Repeat the listing in full, exactly as it stands.

[Begin Given information]

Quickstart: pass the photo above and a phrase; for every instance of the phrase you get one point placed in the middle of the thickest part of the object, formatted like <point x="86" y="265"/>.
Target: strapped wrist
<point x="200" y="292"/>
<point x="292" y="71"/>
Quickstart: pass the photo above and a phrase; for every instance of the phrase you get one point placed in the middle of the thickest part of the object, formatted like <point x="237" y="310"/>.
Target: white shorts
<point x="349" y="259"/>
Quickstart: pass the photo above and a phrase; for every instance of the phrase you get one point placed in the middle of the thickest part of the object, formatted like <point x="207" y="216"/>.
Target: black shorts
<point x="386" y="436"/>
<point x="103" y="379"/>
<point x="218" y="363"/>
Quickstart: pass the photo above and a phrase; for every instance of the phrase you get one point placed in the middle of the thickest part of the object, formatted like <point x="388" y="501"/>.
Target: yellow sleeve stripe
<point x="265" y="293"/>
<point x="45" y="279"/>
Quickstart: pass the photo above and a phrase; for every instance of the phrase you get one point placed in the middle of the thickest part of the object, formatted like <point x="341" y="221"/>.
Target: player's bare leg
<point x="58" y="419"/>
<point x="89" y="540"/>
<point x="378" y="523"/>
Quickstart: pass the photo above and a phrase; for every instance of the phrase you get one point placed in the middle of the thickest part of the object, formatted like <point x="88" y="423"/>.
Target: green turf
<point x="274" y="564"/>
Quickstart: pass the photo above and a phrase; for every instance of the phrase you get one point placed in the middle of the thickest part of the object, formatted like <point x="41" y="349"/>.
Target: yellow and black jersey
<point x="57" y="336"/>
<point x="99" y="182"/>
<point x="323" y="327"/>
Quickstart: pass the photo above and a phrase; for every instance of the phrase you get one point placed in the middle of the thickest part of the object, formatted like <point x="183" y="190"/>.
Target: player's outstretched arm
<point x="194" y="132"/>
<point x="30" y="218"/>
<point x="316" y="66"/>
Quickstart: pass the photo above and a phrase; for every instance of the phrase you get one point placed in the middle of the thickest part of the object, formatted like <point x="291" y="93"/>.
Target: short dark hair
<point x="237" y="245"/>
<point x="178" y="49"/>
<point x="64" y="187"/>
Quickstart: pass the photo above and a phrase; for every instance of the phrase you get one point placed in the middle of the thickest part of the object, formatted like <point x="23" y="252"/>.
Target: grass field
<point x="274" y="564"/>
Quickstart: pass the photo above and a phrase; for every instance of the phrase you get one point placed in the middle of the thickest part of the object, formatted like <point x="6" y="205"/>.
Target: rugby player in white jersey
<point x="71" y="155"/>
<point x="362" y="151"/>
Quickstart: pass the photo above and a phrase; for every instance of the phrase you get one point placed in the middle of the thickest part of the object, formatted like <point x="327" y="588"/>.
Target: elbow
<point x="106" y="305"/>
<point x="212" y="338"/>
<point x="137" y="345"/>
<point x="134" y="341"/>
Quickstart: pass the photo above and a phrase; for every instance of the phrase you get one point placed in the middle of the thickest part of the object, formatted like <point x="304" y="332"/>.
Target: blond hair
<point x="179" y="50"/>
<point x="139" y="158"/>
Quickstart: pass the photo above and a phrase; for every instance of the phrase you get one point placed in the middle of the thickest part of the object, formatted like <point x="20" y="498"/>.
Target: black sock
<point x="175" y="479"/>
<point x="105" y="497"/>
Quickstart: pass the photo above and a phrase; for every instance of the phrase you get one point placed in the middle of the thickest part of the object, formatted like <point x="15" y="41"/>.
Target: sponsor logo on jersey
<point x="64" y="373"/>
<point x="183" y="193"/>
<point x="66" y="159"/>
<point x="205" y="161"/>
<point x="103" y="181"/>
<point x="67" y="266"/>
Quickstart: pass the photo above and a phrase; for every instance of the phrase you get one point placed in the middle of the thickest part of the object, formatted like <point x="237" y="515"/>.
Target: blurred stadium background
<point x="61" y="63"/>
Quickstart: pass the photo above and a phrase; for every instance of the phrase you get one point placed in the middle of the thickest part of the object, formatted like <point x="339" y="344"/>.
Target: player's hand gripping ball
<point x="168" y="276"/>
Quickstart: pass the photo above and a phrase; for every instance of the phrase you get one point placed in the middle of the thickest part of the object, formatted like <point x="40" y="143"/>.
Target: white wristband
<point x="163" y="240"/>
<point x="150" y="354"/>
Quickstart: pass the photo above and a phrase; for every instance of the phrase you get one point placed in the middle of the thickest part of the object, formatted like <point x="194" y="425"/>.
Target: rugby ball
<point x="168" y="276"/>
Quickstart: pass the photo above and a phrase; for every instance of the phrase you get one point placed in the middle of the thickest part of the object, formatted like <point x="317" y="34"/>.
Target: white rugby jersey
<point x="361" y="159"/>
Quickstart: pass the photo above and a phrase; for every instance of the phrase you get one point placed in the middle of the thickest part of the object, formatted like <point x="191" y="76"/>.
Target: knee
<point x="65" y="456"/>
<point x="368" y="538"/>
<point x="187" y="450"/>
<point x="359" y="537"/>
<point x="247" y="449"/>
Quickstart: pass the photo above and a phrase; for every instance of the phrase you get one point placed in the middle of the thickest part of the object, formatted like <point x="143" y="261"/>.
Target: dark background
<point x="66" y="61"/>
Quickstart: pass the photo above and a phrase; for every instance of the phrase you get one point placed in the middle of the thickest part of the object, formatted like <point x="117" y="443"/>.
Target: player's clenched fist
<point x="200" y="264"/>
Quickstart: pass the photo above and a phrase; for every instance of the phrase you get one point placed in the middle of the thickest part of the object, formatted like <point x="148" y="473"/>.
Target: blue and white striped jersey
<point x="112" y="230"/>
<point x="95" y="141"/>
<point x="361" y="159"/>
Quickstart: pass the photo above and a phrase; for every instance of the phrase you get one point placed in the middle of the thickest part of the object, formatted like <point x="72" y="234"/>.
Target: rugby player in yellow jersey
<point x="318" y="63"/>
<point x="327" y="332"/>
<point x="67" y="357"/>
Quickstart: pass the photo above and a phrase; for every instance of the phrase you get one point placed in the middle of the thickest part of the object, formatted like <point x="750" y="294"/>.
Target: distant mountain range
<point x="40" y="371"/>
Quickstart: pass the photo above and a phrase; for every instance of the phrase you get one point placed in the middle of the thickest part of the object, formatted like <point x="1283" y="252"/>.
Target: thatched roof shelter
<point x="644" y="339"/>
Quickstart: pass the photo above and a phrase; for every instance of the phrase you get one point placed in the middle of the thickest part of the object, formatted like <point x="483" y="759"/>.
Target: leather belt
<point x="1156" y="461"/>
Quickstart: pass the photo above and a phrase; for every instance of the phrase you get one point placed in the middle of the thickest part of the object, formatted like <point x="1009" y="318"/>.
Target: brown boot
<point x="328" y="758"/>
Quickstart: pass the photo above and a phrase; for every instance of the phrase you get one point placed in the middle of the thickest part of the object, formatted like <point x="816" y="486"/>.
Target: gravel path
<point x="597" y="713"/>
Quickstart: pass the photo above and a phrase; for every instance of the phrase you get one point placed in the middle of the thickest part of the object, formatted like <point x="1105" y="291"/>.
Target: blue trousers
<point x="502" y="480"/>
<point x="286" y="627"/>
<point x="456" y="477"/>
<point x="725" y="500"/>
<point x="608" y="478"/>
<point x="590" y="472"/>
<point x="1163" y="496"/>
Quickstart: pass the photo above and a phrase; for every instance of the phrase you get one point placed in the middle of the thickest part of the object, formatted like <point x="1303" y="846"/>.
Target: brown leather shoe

[End Given information]

• Result for this exercise:
Quickstart: pass the photo above and a phrase; for every instance of the phrase you get one point placed in the middle of the thickest part of the object, formatted like <point x="86" y="265"/>.
Target: strapped wrist
<point x="200" y="292"/>
<point x="292" y="71"/>
Quickstart: pass the photo above and a phrase; for every instance of the phrase you get one point placed in the middle of the thickest part of the object, formatted like <point x="237" y="310"/>.
Target: white shorts
<point x="349" y="259"/>
Quickstart: pass the photo above and a phrase; for every instance of the phrase you get one point placed in the middle of the thickest part of the object, formatted like <point x="207" y="216"/>.
Target: black shorts
<point x="386" y="436"/>
<point x="103" y="379"/>
<point x="218" y="363"/>
Quickstart: pass the photo above and a phrase; for every instance of the phrase you get one point placed in the middle of the thickest part of the object, formatted like <point x="388" y="501"/>.
Target: yellow sleeve stripe
<point x="265" y="293"/>
<point x="45" y="279"/>
Quickstart: pass the photo above and a phrase; for every instance of the phrase you get one point placed in the middle of the thickest part of the object, formatted like <point x="341" y="221"/>.
Target: player's bare leg
<point x="58" y="419"/>
<point x="89" y="540"/>
<point x="378" y="523"/>
Quickstart: pass the photo above and a phrase; for every instance of the phrase you get one point placed in the middle of the thickest part of the object, formatted like <point x="88" y="423"/>.
Target: green turf
<point x="274" y="564"/>
Quickstart: pass the photo above and a phrase; for every instance of the phrase you get one point placed in the middle of the thickest part of the object, formatted like <point x="41" y="349"/>.
Target: yellow and black jersey
<point x="57" y="336"/>
<point x="99" y="182"/>
<point x="323" y="327"/>
Quickstart: pass the photo above and a phrase; for every instance of the phrase you get one point placed in the middle of the thickest part of the object, formatted like <point x="183" y="190"/>.
Target: player's outstretched arm
<point x="194" y="132"/>
<point x="30" y="218"/>
<point x="316" y="66"/>
Quickstart: pass the photo above and a phrase; for every instance of the phrase you get one point placed in the middle of the thickest part of the object, formatted like <point x="291" y="93"/>.
Target: short dark hair
<point x="237" y="245"/>
<point x="178" y="49"/>
<point x="64" y="187"/>
Quickstart: pass the photo above and a phrase; for every instance of the phrase you get one point placed in the middle of the thickest part of the object, formatted like <point x="23" y="252"/>.
Target: grass field
<point x="274" y="564"/>
Quickstart: pass the photo above and a phrase; for every instance of the phrase you get one point placed in the middle of the thickest part of the object, formatted like <point x="6" y="205"/>.
Target: rugby player in white jersey
<point x="71" y="155"/>
<point x="362" y="151"/>
Quickstart: pass the photo above and a phrase; for every instance of the phrase you get one point placed in the middle of the thickest part of the object, formatted like <point x="327" y="588"/>.
Target: elbow
<point x="106" y="305"/>
<point x="212" y="338"/>
<point x="137" y="345"/>
<point x="134" y="341"/>
Quickstart: pass the photo above and a phrase; for every instance of the phrase you get one point placed in the middle of the thickest part of the object, formatted like <point x="304" y="332"/>.
Target: blond hair
<point x="179" y="50"/>
<point x="139" y="158"/>
Quickstart: pass the photo above and a phrase; for every instance of the phrase you get one point placed in the middle of the thickest part of the object, formatted like <point x="20" y="498"/>.
Target: black sock
<point x="175" y="479"/>
<point x="105" y="497"/>
Quickstart: pass the photo above and a phrase; for every instance of the phrase you get one point placed in the middle of the thickest part of the object, formatted like <point x="15" y="41"/>.
Target: sponsor logo on jersey
<point x="64" y="373"/>
<point x="183" y="193"/>
<point x="66" y="159"/>
<point x="205" y="161"/>
<point x="103" y="181"/>
<point x="67" y="266"/>
Quickstart: pass the photo above and a phrase; for every instance of the phrase you get one point placed in the middle of the thickest part of the object, formatted like <point x="237" y="515"/>.
Target: blurred stadium background
<point x="61" y="63"/>
Quickstart: pass the photo above and a phrase; for every instance of the phrase you get one point placed in the middle of the thickest part of the object, formatted like <point x="339" y="344"/>.
Target: player's hand gripping ball
<point x="168" y="276"/>
Quickstart: pass the photo above and a phrase; for every instance of the phrase you get one point placed in the middle of the thickest part of the object, formatted like <point x="40" y="143"/>.
Target: white wristband
<point x="163" y="240"/>
<point x="150" y="354"/>
Quickstart: pass the photo above and a phrase; for every instance of the phrase you get one point placed in the middle of the thickest part of the object, formatted like <point x="194" y="425"/>.
Target: rugby ball
<point x="168" y="276"/>
Quickstart: pass the photo above and a phrase; for every instance of the phrase you get one point placed in the middle of the thickest part of the object, formatted like <point x="317" y="34"/>.
Target: white rugby jersey
<point x="361" y="159"/>
Quickstart: pass the photo above and a phrase; for every instance of the phrase you get one point placed in the middle of the thickest part of the object, formatted like <point x="191" y="76"/>.
Target: knee
<point x="65" y="456"/>
<point x="368" y="538"/>
<point x="187" y="450"/>
<point x="359" y="537"/>
<point x="247" y="449"/>
Quickstart: pass the photo above and a phrase; for every instance of the phrase you get one point placed in the middle of the thickest part of the object, formatted like <point x="143" y="261"/>.
Target: dark background
<point x="66" y="61"/>
Quickstart: pass the photo above and a phrase; for every instance of the phrase you get one point placed in the middle of the thickest part of the object, formatted like <point x="117" y="443"/>.
Target: player's clenched fist
<point x="200" y="264"/>
Quickstart: pass the photo above and a phrase; for every instance of the phrase you get one point placed in the middle of the thickest part of the object, formatted like <point x="148" y="473"/>.
Target: blue and white striped jersey
<point x="112" y="230"/>
<point x="95" y="141"/>
<point x="361" y="159"/>
Quickstart: pass the photo above and a phrase; for every instance of the phrase you get one point placed in the middle of the thickest part of the object, formatted like <point x="72" y="234"/>.
Target: rugby player in yellow jersey
<point x="318" y="63"/>
<point x="327" y="332"/>
<point x="67" y="357"/>
Quickstart: pass the photo above and a phrase; for every instance of the phrase you get one point placed in the middle of the thickest part of the object, formatted like <point x="750" y="294"/>.
Target: distant mountain range
<point x="40" y="371"/>
Quickstart: pass the photo above and a phrase; for every instance of the phrase you get one point placed in the middle of the thickest part of the object, formatted like <point x="1283" y="252"/>.
Target: thatched roof shelter
<point x="644" y="339"/>
Quickstart: pass the photo above and a phrase; for every instance of the phrase you get one point placed in the middle of the thickest part of the object, formatted like <point x="483" y="759"/>.
Target: leather belt
<point x="1156" y="461"/>
Quickstart: pass the photo above and a phrase; for every instance of the phrase you get one point placed in the middle of the thickest part of the object, formatted like <point x="1009" y="318"/>.
Target: brown boot
<point x="328" y="758"/>
Quickstart: pass the photo above and a phrase; for every instance of the phrase you get one point placed in the middle of the thickest part of the object, formatted like <point x="816" y="486"/>.
Target: gravel path
<point x="597" y="713"/>
Quickstart: pass the photo above and a phrase; for every instance of the phrase you get one point placed in the middle of the thickest part of the object, formatted like <point x="1105" y="291"/>.
Target: blue trousers
<point x="502" y="480"/>
<point x="286" y="627"/>
<point x="456" y="477"/>
<point x="725" y="500"/>
<point x="608" y="478"/>
<point x="590" y="472"/>
<point x="1163" y="496"/>
Quickstart: pass the photo above and a phrase; for every instance of the phrase you get one point placed in the middle of the thickest part of the object, formatted like <point x="1303" y="846"/>.
Target: brown leather shoe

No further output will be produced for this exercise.